PROBLEM TO SOLVE => In the passage on the brain electrode, who headed the team that implanted the electrode into rats' brains?
+++ DOCUMENT PASSAGE +++
To demonstrate how well the electrode listens in on real neurons, the team, headed by Daryl Kipke, professor of biomedical engineering, implanted it into the brains of rats. The electrode’s narrow profile allows it to focus on just one neuron, and the team saw this in the sharp electrical signals coming through the fiber. They weren’t getting a muddle of multiple neurons in conversation.

Listening to single neurons could also help with neuroscience research in general.

“How neurons are communicating with each other? What are the pathways for information processing in the brain? These are the questions that can be answered in the future with this kind of technique,” Kotov said.

“Because these devices are so small, we can combine them with emerging optical techniques to visually observe what the cells are doing in the brain while listening to their electrical signals,” said Takashi Kozai, who led the project as a student in Kipke’s lab and has since earned his Ph.D. “This will unlock new understanding of how the brain works on the cellular and network level.”
+++ SUPPLIED MATERIAL +++
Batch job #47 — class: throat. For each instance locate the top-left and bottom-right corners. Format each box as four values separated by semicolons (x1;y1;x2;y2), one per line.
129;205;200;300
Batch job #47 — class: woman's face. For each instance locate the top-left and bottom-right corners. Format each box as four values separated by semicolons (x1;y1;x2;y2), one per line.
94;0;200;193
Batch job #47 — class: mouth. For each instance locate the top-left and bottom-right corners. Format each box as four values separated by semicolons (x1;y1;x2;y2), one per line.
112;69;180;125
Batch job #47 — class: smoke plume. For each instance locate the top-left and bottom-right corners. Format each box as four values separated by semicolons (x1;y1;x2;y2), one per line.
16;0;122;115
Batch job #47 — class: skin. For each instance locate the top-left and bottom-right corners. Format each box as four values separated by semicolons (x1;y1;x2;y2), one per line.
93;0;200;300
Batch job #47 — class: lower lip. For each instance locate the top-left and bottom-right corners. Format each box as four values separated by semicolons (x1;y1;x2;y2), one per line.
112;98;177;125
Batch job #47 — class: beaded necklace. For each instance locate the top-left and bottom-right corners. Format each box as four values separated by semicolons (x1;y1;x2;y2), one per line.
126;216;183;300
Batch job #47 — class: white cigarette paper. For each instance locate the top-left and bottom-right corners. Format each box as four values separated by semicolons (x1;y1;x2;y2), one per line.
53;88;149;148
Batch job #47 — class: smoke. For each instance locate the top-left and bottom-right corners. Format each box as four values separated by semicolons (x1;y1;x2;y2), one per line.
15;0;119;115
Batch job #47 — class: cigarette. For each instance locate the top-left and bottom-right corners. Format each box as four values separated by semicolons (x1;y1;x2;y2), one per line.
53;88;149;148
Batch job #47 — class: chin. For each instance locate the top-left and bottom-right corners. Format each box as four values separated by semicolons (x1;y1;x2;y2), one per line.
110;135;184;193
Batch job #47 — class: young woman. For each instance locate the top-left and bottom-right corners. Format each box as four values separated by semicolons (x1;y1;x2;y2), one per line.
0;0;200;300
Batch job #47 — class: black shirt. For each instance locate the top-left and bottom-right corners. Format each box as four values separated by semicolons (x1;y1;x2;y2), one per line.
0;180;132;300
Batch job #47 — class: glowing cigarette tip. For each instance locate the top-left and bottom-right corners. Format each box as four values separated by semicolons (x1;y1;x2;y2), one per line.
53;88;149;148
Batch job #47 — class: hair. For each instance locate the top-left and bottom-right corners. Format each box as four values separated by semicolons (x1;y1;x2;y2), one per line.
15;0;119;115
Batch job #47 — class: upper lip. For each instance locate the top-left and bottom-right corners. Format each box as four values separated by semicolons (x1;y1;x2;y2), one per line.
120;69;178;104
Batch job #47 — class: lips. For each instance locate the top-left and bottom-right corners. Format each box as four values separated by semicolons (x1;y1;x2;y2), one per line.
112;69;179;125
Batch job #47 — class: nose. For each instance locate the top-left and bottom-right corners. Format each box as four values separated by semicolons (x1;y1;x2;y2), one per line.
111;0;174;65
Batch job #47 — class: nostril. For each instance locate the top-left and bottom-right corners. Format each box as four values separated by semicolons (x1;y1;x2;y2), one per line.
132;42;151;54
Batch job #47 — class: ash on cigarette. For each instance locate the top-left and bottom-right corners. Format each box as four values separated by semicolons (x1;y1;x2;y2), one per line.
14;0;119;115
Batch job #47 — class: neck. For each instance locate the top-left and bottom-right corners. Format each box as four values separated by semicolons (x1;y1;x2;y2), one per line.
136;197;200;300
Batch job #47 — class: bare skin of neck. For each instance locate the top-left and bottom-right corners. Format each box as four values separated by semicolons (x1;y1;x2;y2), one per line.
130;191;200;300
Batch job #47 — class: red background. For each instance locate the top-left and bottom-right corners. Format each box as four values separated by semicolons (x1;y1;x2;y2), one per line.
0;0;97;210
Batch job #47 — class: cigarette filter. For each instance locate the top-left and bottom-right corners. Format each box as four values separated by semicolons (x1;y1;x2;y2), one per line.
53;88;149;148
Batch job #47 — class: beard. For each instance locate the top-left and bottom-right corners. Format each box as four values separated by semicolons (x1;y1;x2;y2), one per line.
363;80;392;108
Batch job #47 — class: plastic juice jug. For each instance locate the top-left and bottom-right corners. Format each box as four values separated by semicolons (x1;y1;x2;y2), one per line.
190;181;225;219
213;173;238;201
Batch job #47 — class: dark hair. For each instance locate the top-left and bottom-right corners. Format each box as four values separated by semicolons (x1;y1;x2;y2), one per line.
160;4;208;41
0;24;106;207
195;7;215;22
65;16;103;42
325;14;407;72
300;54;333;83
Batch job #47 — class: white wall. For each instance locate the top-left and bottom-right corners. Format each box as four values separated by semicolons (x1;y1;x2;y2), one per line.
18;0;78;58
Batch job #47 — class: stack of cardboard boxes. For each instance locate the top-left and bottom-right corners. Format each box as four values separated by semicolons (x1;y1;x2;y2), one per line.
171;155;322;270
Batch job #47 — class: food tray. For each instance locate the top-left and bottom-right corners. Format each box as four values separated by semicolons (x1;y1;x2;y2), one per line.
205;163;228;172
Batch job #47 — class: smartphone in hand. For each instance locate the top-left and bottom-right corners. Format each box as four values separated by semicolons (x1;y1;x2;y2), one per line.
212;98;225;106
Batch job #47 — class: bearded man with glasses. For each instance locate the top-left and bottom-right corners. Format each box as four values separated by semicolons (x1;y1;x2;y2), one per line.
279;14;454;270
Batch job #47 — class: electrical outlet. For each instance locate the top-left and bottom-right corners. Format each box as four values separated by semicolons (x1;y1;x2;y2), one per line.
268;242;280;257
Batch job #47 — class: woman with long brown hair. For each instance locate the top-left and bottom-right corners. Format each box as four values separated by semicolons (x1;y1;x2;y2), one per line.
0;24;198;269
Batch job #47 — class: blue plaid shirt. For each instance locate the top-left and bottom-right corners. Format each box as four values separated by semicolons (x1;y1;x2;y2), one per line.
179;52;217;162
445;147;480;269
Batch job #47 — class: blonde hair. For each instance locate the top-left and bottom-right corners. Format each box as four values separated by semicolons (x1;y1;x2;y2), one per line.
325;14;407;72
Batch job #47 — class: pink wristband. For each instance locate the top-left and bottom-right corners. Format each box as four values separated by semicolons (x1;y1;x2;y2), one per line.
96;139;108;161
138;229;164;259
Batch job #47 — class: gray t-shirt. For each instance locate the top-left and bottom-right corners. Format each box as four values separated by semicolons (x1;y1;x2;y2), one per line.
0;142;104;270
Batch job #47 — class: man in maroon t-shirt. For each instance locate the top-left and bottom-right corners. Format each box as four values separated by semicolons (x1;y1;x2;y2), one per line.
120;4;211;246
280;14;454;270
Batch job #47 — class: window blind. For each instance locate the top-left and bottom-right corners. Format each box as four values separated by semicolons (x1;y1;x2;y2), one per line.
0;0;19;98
+++
RESULT BELOW => Daryl Kipke, professor of biomedical engineering.